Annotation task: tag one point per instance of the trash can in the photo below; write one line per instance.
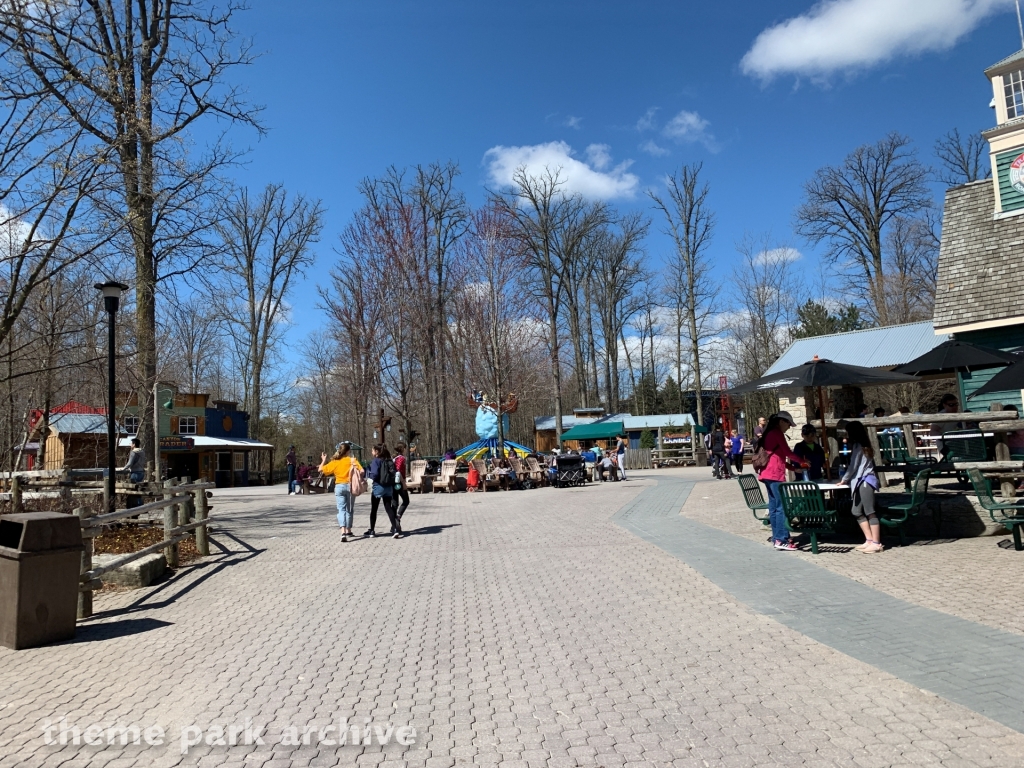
(40, 561)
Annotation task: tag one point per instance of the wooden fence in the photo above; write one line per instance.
(185, 509)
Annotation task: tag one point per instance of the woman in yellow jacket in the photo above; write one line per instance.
(341, 466)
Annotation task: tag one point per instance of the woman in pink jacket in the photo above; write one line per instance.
(778, 451)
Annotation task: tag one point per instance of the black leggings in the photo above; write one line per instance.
(388, 508)
(400, 508)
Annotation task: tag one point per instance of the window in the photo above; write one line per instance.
(1013, 87)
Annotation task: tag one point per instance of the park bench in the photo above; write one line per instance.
(754, 498)
(804, 507)
(538, 475)
(895, 515)
(446, 480)
(1008, 514)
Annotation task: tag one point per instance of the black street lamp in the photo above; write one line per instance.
(112, 301)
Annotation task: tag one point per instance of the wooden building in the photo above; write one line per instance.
(200, 438)
(979, 294)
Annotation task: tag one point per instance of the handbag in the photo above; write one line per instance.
(760, 460)
(356, 485)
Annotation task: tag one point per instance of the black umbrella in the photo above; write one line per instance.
(1008, 380)
(952, 355)
(820, 374)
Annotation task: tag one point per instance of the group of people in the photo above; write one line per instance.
(387, 475)
(808, 459)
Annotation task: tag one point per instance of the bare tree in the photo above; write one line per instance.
(852, 207)
(963, 159)
(619, 272)
(266, 245)
(133, 77)
(690, 223)
(552, 227)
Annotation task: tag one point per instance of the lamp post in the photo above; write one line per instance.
(112, 301)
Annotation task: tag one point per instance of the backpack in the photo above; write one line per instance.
(387, 473)
(356, 485)
(760, 461)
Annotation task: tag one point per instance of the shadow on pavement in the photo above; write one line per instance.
(89, 633)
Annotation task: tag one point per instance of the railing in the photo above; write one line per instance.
(185, 509)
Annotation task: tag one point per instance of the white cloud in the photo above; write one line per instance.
(838, 35)
(646, 123)
(651, 147)
(687, 126)
(599, 156)
(777, 255)
(590, 178)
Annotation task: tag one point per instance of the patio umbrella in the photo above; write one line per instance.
(1009, 379)
(953, 355)
(820, 374)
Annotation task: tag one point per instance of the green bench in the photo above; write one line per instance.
(804, 506)
(754, 498)
(895, 515)
(1008, 514)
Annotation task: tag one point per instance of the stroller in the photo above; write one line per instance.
(570, 470)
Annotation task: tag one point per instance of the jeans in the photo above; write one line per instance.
(388, 508)
(400, 509)
(779, 531)
(343, 498)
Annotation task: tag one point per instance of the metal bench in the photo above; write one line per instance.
(804, 507)
(895, 515)
(754, 498)
(1008, 514)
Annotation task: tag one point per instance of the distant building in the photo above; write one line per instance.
(75, 437)
(979, 295)
(199, 440)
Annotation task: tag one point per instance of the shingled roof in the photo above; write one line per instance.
(979, 262)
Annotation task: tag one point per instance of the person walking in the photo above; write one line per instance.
(399, 481)
(736, 446)
(382, 473)
(135, 467)
(809, 450)
(341, 466)
(863, 482)
(290, 465)
(759, 430)
(773, 474)
(721, 468)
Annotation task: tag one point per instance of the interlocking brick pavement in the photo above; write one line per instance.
(972, 579)
(511, 629)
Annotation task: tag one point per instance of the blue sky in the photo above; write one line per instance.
(762, 93)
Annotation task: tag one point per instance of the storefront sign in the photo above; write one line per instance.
(176, 443)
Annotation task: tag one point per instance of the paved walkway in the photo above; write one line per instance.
(516, 629)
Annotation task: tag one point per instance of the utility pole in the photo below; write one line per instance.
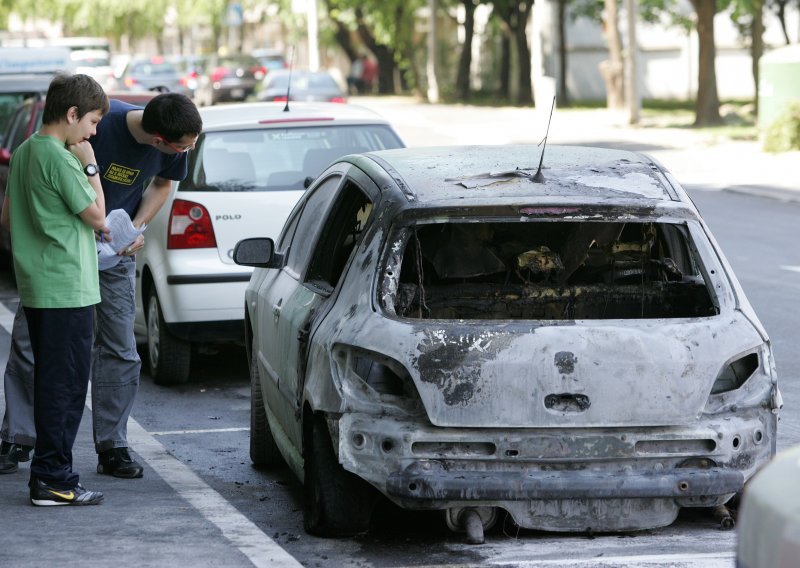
(633, 99)
(433, 85)
(313, 36)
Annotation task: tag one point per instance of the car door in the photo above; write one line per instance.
(284, 303)
(341, 228)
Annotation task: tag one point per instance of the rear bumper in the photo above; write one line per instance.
(425, 481)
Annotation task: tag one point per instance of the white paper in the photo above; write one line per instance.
(122, 233)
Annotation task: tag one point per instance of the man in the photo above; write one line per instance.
(131, 146)
(53, 203)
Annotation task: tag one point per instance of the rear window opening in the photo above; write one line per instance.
(562, 270)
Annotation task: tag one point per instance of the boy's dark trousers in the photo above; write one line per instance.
(61, 339)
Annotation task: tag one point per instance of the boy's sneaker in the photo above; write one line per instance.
(42, 495)
(11, 455)
(118, 462)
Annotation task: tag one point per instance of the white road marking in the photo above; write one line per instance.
(706, 560)
(6, 318)
(203, 431)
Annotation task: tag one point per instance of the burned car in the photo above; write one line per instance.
(456, 330)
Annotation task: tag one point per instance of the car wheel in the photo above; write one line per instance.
(263, 450)
(169, 356)
(337, 503)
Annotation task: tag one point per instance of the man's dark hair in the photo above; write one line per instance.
(172, 116)
(67, 91)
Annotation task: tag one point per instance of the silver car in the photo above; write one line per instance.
(454, 330)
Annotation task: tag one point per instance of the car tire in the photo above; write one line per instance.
(263, 450)
(169, 356)
(337, 503)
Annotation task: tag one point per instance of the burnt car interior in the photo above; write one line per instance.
(549, 270)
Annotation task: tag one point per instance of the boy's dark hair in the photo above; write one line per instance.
(172, 116)
(67, 91)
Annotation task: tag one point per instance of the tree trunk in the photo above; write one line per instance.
(525, 95)
(757, 43)
(707, 103)
(563, 93)
(384, 55)
(505, 67)
(465, 60)
(613, 70)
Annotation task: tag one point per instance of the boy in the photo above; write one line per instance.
(54, 203)
(132, 145)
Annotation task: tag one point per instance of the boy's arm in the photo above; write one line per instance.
(4, 216)
(95, 214)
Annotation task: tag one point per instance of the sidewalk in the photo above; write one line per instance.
(692, 155)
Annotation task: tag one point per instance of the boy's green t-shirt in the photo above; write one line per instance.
(55, 256)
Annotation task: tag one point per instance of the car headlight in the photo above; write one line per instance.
(736, 373)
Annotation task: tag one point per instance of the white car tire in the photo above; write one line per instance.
(169, 356)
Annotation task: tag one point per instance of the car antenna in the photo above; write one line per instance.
(538, 176)
(289, 86)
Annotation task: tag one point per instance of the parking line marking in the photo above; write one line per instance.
(706, 560)
(6, 318)
(202, 431)
(251, 541)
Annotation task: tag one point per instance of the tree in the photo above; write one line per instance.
(514, 15)
(465, 59)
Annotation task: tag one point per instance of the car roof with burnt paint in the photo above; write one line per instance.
(499, 173)
(266, 114)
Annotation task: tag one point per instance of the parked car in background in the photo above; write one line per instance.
(26, 119)
(306, 86)
(248, 169)
(768, 521)
(270, 59)
(453, 330)
(97, 64)
(149, 73)
(229, 78)
(191, 69)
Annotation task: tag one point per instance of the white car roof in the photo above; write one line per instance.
(257, 115)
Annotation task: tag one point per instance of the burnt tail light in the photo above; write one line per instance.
(735, 373)
(190, 226)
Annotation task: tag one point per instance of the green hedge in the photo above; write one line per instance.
(784, 134)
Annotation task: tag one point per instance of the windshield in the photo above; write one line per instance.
(277, 159)
(560, 270)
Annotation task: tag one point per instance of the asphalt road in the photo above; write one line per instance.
(202, 504)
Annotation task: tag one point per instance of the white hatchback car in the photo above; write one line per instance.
(249, 168)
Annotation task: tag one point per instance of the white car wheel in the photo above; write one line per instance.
(169, 356)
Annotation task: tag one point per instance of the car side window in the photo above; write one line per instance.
(340, 234)
(308, 226)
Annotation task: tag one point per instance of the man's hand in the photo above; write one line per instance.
(84, 151)
(103, 235)
(135, 247)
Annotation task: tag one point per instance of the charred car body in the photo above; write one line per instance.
(448, 328)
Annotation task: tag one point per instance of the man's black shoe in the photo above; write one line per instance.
(118, 462)
(42, 495)
(11, 455)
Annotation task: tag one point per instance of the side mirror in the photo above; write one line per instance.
(258, 252)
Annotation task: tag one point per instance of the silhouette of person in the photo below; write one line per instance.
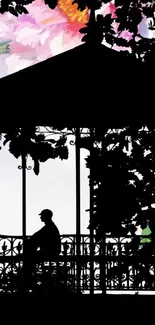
(47, 240)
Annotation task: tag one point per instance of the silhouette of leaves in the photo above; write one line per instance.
(23, 141)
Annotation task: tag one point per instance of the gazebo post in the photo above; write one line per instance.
(24, 200)
(78, 205)
(91, 219)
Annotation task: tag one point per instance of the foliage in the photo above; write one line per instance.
(123, 172)
(17, 7)
(26, 141)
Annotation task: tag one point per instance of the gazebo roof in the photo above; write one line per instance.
(88, 81)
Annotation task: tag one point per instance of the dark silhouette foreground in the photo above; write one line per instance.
(44, 245)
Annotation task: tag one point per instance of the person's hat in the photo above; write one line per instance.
(46, 212)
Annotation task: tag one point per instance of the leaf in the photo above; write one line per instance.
(51, 3)
(36, 167)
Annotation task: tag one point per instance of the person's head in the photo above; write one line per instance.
(46, 215)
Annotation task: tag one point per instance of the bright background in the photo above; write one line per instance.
(31, 38)
(54, 188)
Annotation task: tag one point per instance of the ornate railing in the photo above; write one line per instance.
(116, 266)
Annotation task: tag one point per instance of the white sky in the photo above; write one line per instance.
(54, 188)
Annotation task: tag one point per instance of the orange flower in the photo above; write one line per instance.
(72, 12)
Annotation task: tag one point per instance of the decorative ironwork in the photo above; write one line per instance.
(124, 270)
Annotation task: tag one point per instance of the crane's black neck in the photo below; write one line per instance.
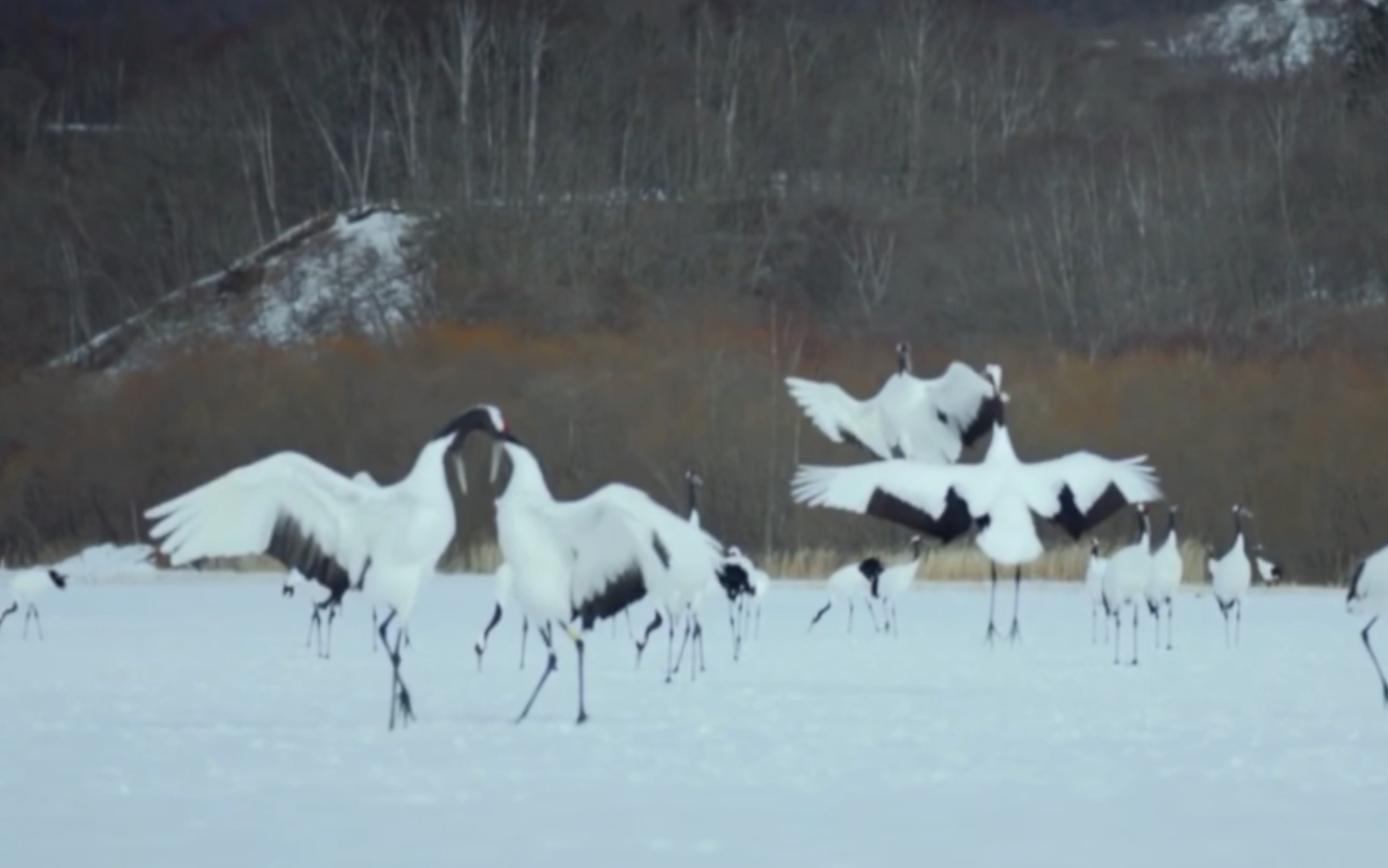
(477, 419)
(1141, 527)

━━━━

> What needs to be done: Of the entries above, print exactly those lines that run from the one containing "Annotation task: tag one point per instance of the bright" through the last line, excluding any pictures.

> Task answer:
Annotation task: tag one point per instance of the bright background in the photo above; write one line per instance.
(31, 38)
(54, 188)
Annotation task: tag one point per instance of the ornate railing in the photo above; write one line per instance.
(116, 266)
Annotation task: tag one point per instance of the white sky in the photo above; write one line per instance.
(54, 188)
Annotation task: tag one point per instance of the orange flower in the photo above; write one line per instance.
(72, 12)
Annotation task: tag one point per instance of the decorative ironwork in the photo above; write one line per instance.
(124, 270)
Annotation task: tag one point per instance of the crane's black neck in the photo below; write one line per instance.
(477, 419)
(1141, 527)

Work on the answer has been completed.